▸ Requirements
In the listing below, please print the line that contains "146, row 210." and every line that follows it, exactly.

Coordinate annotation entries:
# # # # #

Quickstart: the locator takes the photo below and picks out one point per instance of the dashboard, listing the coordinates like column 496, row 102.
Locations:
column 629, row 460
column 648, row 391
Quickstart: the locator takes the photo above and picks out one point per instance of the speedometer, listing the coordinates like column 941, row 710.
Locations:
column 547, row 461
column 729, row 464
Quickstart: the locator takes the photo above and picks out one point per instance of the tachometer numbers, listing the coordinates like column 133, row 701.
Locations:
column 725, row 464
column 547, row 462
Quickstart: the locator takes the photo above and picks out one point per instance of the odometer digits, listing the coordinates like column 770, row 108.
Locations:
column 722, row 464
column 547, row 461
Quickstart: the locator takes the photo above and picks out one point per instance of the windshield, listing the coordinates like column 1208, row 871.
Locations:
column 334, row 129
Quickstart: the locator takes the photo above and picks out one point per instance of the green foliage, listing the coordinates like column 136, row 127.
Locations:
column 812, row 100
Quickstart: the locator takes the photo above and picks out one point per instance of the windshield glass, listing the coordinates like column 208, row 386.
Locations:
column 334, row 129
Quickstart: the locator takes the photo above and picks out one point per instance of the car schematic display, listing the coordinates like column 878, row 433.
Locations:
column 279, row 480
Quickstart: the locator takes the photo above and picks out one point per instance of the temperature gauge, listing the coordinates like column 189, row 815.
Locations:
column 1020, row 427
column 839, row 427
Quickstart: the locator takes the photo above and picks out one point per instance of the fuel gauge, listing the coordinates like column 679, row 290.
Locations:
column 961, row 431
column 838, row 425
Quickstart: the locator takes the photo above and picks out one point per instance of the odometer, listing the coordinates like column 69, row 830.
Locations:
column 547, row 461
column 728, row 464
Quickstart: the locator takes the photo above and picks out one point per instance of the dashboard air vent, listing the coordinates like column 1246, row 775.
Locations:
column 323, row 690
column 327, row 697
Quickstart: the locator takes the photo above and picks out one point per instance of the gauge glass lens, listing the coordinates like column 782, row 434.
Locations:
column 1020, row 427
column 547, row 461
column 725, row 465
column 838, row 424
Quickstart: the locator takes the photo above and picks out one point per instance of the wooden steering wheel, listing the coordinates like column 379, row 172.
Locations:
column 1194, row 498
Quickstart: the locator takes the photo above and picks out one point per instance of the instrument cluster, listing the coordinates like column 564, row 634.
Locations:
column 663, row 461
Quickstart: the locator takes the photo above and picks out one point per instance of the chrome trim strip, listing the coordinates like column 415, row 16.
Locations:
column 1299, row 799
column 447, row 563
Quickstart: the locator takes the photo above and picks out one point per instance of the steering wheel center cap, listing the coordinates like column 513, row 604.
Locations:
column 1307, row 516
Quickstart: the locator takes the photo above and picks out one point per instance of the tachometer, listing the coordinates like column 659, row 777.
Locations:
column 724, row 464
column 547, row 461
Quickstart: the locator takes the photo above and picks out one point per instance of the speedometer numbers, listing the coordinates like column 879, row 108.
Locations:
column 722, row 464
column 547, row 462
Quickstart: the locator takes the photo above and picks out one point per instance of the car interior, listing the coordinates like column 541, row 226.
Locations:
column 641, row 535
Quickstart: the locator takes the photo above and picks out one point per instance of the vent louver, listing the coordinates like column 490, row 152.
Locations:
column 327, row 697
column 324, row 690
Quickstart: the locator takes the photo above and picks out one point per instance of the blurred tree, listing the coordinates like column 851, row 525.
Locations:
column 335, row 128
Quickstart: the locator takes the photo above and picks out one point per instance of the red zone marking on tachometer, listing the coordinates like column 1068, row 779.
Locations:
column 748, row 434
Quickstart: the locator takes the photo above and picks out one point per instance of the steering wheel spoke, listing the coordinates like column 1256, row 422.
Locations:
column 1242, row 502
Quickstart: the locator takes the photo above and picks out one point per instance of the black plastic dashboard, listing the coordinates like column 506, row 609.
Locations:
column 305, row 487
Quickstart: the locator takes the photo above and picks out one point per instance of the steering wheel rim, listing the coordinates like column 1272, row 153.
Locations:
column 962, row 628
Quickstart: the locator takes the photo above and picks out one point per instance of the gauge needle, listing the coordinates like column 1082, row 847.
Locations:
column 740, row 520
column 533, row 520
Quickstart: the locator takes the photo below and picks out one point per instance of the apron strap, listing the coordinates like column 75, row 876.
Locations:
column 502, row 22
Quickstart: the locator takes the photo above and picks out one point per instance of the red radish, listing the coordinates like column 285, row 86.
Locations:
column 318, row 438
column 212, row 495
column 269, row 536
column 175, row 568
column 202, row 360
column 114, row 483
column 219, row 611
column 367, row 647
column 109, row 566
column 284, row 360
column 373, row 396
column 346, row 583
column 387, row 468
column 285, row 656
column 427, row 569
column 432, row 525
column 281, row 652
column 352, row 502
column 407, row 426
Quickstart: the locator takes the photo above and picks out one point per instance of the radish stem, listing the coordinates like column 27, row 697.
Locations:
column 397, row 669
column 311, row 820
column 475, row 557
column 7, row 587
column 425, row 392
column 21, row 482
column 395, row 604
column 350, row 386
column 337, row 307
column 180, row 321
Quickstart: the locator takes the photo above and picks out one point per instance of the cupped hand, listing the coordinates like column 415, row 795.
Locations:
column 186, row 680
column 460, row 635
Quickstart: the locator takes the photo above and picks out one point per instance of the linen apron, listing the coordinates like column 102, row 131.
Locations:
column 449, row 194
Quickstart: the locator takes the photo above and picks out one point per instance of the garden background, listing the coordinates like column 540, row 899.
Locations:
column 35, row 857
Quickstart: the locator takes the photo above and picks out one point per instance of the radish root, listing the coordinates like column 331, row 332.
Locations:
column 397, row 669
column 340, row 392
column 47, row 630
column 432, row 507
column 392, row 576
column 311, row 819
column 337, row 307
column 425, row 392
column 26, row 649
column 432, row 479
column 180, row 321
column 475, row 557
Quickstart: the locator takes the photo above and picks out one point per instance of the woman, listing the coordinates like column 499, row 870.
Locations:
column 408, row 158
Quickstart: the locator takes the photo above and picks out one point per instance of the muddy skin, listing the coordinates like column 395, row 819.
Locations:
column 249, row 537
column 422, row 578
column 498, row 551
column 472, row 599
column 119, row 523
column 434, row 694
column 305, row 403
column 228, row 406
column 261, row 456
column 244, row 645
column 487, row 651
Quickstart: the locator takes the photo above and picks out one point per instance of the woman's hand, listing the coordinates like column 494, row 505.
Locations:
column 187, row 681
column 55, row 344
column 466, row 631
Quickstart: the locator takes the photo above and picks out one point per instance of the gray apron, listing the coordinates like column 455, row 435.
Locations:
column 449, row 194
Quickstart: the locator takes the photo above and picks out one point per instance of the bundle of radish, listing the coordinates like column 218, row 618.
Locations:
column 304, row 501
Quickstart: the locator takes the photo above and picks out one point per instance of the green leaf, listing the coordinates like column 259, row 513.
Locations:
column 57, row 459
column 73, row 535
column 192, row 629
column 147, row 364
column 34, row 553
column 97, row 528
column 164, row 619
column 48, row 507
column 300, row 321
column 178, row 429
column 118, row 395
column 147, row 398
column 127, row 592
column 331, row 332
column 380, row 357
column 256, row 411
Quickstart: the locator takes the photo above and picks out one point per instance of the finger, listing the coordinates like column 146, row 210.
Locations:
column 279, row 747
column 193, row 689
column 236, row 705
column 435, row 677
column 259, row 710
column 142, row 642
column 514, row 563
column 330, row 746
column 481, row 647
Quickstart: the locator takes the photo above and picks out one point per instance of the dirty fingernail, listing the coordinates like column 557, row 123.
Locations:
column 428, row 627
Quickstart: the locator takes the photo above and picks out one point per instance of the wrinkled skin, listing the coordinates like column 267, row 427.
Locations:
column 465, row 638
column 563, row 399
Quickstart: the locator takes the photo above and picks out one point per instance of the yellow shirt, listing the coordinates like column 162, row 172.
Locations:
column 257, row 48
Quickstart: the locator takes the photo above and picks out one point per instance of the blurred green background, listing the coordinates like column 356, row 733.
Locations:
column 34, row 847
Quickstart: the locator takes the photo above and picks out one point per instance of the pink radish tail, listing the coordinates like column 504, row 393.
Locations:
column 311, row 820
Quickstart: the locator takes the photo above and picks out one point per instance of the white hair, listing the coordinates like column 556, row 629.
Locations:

# # # # #

▸ Written solution
Quickstart: the locator takes the photo above and picks out one point per instance of the finger, listing the coordinates like column 146, row 210.
Locations:
column 279, row 747
column 193, row 689
column 236, row 705
column 435, row 677
column 259, row 710
column 142, row 642
column 514, row 563
column 330, row 746
column 481, row 647
Quickstart: the locator takes the photo above and picks out one point per instance of the dirty fingernail, listing the coordinates like column 557, row 123.
Locations:
column 428, row 627
Quickstart: the locator takes the photo above and picks out one point per instance of the wrinkled skin, listing the coordinates like column 267, row 427.
Locations:
column 465, row 638
column 563, row 399
Quickstart: the locator takes the photo above and picks out one point per instance of the yellow shirt, listing the coordinates like column 162, row 172.
Locations:
column 257, row 48
Quickstart: the locator takes the photo above and picks out one point per instance of the blurred green background, listing the coordinates like column 356, row 733.
Locations:
column 34, row 847
Quickstart: the locator takes the photo above and picks out one point per instance of the pink radish tail, listing the coordinates like column 504, row 393.
Locations:
column 311, row 820
Quickstart: the locator takes the photo above and picks out one point per instance of the white hair, listing the coordinates like column 556, row 629.
Locations:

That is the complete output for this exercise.